▸ **What the task asks**: Can you reproduce these lines exactly, starting with the first line and going on through the line with "388 214 424 291", including that line and stopping there?

▸ **Material for this task**:
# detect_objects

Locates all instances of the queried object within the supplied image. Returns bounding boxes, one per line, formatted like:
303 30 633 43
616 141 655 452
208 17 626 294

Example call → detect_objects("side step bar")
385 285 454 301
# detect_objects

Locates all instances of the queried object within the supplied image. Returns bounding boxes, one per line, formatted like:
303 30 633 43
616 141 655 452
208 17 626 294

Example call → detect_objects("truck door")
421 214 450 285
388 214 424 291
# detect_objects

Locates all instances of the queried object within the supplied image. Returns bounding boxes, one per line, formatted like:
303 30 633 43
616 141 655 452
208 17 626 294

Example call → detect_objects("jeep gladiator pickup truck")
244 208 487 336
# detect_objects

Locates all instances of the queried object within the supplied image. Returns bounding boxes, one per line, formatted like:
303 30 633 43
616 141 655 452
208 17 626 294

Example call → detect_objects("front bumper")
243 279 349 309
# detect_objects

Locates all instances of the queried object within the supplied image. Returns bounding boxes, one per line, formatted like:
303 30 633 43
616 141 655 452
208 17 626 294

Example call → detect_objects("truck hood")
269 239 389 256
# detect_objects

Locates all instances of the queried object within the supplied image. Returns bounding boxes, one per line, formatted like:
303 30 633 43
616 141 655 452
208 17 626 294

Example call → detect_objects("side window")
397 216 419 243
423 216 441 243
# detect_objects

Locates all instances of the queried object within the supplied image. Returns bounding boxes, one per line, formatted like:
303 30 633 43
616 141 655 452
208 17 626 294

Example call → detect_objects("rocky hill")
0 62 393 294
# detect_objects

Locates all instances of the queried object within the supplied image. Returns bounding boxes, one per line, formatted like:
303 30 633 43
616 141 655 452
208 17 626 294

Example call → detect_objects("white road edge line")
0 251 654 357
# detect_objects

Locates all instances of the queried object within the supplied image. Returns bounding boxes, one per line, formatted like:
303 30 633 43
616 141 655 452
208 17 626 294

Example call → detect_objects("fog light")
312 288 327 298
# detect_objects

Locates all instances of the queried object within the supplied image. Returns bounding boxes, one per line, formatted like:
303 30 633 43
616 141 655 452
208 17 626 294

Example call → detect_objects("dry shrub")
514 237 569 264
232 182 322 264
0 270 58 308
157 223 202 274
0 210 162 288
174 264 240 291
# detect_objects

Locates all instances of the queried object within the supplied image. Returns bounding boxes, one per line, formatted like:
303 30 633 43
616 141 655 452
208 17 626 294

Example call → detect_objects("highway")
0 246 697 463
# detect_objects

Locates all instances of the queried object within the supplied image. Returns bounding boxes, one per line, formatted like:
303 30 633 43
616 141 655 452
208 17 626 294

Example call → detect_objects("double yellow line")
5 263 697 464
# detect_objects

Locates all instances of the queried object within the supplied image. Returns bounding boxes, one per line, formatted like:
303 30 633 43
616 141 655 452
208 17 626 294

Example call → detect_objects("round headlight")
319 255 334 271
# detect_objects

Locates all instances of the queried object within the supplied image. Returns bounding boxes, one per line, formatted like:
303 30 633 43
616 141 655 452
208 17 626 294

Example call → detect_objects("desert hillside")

▸ **Result below**:
# detect_objects

Locates all instances of the queried object within the supplied image. Returns bounding boxes, one per line, formatted like:
303 30 633 43
616 141 655 452
208 17 626 294

Example call → detect_objects("side step bar")
385 285 454 301
# detect_objects

Locates all instances of the queried object within the supplied image. Returns bounding boxes, one per line, formatted like:
303 30 633 43
616 141 655 452
208 17 626 294

Example call → detect_objects("truck door")
421 214 450 285
388 214 424 291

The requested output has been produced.